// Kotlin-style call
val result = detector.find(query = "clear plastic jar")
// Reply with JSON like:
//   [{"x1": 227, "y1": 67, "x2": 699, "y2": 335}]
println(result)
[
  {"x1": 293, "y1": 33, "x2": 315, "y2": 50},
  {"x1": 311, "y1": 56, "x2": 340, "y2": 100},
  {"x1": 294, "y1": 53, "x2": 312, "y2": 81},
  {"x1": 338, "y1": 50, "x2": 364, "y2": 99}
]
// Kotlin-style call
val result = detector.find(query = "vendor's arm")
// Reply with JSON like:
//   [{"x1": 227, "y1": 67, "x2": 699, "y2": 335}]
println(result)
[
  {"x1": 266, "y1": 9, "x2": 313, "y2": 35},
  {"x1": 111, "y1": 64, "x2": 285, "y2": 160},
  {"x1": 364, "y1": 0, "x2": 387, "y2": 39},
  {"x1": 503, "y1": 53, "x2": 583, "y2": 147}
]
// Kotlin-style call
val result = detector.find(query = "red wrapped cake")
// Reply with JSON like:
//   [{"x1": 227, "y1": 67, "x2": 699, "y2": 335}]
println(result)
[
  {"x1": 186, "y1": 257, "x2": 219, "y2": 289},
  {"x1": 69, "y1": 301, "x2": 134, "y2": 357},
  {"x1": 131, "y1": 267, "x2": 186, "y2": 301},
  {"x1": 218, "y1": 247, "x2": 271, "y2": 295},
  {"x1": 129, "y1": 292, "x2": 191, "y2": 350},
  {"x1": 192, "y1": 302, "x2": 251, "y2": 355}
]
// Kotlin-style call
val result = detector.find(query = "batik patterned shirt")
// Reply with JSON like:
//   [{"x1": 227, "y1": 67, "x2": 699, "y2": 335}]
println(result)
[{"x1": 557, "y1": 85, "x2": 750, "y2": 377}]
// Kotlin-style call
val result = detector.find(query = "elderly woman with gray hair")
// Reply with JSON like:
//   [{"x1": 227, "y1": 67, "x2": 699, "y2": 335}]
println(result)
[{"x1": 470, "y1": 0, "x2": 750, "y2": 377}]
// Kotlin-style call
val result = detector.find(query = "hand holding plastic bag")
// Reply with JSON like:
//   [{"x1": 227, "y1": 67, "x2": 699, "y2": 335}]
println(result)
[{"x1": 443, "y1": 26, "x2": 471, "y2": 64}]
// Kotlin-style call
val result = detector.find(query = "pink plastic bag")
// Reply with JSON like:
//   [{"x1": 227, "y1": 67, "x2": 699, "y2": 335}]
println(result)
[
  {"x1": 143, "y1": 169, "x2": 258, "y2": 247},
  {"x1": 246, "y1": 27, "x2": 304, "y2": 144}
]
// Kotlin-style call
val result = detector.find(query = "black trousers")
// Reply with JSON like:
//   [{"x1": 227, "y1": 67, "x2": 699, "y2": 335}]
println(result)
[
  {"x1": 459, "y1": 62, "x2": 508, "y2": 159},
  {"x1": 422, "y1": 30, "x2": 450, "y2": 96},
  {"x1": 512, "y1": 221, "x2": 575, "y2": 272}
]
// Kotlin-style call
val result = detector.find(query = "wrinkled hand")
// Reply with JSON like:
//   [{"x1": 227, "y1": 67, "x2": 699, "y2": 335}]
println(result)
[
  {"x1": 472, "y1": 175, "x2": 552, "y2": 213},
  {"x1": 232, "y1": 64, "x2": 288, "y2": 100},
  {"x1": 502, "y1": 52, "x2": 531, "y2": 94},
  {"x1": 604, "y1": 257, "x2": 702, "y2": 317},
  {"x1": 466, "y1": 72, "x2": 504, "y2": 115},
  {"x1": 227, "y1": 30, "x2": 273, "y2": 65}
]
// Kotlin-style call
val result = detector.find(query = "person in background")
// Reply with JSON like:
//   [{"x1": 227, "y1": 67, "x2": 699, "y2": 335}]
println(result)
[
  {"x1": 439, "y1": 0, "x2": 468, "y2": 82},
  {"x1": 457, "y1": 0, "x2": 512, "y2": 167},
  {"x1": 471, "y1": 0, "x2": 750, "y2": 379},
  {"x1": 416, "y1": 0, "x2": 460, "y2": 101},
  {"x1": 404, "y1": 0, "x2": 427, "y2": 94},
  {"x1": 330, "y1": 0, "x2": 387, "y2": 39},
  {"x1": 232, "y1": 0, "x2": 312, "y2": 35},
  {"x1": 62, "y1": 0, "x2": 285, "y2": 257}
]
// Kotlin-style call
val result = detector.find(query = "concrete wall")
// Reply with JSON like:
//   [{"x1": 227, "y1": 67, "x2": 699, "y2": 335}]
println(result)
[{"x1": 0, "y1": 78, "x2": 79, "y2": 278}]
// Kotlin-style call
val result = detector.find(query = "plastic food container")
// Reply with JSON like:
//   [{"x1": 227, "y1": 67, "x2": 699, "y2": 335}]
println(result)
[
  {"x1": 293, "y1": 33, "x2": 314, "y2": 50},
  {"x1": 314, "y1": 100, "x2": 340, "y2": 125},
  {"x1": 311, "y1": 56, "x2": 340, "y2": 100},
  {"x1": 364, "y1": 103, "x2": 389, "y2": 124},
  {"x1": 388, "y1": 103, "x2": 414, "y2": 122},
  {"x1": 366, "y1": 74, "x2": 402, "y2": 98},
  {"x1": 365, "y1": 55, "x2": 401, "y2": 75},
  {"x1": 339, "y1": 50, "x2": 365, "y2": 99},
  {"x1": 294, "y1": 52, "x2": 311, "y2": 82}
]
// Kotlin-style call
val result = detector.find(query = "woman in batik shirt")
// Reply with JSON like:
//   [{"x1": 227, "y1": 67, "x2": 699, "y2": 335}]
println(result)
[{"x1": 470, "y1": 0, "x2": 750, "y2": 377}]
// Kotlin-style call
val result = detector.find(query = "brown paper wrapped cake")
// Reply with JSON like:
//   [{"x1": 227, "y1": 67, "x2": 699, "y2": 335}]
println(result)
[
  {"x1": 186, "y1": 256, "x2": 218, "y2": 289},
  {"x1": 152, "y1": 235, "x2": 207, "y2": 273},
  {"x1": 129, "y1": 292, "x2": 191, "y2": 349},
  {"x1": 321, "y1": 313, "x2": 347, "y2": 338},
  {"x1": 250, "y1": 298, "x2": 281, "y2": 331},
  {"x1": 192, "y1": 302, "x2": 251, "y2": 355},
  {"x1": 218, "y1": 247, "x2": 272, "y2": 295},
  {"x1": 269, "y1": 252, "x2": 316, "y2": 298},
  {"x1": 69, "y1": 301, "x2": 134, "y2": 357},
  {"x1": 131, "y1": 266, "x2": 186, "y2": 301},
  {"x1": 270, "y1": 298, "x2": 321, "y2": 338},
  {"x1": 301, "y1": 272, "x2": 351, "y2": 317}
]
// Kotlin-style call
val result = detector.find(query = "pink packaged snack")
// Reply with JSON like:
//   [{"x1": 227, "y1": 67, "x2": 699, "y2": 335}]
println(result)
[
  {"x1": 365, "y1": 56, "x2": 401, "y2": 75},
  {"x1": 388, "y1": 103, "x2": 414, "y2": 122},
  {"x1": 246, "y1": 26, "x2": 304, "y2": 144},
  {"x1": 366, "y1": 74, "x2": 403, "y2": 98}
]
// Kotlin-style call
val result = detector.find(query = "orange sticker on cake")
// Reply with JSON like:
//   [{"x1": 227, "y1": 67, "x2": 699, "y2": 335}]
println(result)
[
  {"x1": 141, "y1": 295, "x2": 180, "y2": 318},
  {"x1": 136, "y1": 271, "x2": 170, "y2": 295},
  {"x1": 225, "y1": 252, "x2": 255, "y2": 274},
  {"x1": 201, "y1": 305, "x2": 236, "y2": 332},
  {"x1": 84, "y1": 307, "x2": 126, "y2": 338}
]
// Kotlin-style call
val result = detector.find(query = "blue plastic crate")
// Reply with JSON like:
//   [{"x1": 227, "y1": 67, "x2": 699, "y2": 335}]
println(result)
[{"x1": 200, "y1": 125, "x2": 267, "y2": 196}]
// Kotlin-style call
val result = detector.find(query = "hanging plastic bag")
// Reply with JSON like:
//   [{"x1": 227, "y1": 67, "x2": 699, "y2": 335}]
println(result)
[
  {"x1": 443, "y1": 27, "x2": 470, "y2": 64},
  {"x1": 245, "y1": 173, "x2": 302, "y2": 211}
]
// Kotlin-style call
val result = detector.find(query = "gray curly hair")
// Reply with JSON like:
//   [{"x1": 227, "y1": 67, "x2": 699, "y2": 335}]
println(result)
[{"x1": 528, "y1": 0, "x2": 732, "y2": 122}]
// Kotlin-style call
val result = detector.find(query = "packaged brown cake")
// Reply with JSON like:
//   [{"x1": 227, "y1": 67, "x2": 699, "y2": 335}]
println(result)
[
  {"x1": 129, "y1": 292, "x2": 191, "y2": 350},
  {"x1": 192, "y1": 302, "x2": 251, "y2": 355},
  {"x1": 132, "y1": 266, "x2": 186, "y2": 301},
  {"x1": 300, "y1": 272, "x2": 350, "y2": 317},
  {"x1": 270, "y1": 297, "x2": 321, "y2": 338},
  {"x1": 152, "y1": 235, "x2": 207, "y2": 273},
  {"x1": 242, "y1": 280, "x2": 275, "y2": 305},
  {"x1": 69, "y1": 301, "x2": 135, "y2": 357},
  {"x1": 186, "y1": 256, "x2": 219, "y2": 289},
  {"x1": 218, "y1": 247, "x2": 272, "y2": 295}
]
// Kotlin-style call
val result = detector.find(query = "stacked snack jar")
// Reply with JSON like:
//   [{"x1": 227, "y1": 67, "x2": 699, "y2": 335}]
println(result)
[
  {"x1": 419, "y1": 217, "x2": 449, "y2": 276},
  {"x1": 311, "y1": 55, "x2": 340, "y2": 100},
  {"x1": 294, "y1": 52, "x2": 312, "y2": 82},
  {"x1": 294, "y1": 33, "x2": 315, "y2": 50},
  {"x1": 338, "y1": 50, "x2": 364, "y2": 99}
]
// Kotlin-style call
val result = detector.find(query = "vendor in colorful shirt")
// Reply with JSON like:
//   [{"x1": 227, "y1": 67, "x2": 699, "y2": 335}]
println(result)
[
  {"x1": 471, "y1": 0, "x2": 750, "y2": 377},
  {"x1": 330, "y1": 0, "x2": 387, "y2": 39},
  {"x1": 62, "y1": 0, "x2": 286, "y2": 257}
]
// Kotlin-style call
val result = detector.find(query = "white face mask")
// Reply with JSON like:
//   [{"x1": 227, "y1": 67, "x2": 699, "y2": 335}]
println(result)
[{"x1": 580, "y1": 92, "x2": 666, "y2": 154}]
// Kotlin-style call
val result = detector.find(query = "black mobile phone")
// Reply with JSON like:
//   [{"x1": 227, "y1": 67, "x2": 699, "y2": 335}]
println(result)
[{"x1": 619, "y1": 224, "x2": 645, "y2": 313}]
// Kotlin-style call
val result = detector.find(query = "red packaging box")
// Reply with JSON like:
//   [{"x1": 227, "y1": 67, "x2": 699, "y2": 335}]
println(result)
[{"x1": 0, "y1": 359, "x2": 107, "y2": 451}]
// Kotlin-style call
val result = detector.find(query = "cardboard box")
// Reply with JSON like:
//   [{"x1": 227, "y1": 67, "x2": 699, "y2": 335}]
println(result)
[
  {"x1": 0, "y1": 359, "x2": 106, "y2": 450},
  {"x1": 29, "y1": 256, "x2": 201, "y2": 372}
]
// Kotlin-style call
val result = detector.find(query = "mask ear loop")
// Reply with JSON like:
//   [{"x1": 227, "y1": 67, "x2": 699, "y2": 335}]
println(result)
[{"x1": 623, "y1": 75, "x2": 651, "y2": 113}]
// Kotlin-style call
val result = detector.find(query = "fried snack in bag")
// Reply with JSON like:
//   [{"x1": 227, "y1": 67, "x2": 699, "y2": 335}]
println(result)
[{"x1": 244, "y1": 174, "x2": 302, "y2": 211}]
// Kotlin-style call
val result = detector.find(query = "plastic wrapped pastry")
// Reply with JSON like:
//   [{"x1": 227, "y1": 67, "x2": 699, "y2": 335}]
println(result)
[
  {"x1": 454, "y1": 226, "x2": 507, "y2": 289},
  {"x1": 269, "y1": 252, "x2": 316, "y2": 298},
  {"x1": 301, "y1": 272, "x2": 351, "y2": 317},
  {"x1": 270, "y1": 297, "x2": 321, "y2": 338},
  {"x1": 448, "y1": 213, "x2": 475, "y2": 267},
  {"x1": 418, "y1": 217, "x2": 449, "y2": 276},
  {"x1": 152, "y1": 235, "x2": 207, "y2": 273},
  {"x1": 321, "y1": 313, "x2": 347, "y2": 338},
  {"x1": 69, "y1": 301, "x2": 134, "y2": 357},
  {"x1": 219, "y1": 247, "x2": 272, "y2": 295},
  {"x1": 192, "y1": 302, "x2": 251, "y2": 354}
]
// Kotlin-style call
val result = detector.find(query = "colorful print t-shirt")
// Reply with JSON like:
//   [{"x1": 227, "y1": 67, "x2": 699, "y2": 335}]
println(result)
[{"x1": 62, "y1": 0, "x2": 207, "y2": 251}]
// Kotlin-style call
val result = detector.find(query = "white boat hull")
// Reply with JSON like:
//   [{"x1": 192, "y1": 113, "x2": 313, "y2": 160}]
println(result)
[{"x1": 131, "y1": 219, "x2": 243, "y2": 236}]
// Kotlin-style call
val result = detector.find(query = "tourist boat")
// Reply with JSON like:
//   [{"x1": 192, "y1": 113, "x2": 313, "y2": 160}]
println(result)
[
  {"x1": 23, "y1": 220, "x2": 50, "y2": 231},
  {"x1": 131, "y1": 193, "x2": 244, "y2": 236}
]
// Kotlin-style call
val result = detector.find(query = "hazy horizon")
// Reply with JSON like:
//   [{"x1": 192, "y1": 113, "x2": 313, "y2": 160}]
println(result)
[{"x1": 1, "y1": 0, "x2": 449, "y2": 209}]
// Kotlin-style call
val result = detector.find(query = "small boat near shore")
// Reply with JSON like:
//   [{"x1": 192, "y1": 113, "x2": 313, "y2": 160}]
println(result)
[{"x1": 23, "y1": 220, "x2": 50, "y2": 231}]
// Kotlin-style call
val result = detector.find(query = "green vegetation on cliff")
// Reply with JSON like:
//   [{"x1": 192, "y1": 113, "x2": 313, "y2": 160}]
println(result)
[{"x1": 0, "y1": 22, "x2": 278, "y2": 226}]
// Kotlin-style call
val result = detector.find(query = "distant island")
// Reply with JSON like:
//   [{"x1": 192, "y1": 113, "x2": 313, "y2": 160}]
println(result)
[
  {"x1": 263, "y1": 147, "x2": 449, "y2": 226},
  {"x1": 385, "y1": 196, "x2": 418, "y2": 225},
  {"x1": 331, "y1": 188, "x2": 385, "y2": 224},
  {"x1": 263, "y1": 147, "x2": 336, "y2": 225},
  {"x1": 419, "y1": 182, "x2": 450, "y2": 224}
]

__________________________________________________

WHAT YOU SHOULD DO →
Every line containing the word "wrapped" should be copied from the material.

SOLUTION TO THE PROBLEM →
val result = detector.find(query = "red wrapped cake")
val result = detector.find(query = "brown paper wrapped cake")
val result = detector.find(query = "plastic wrapped pastry")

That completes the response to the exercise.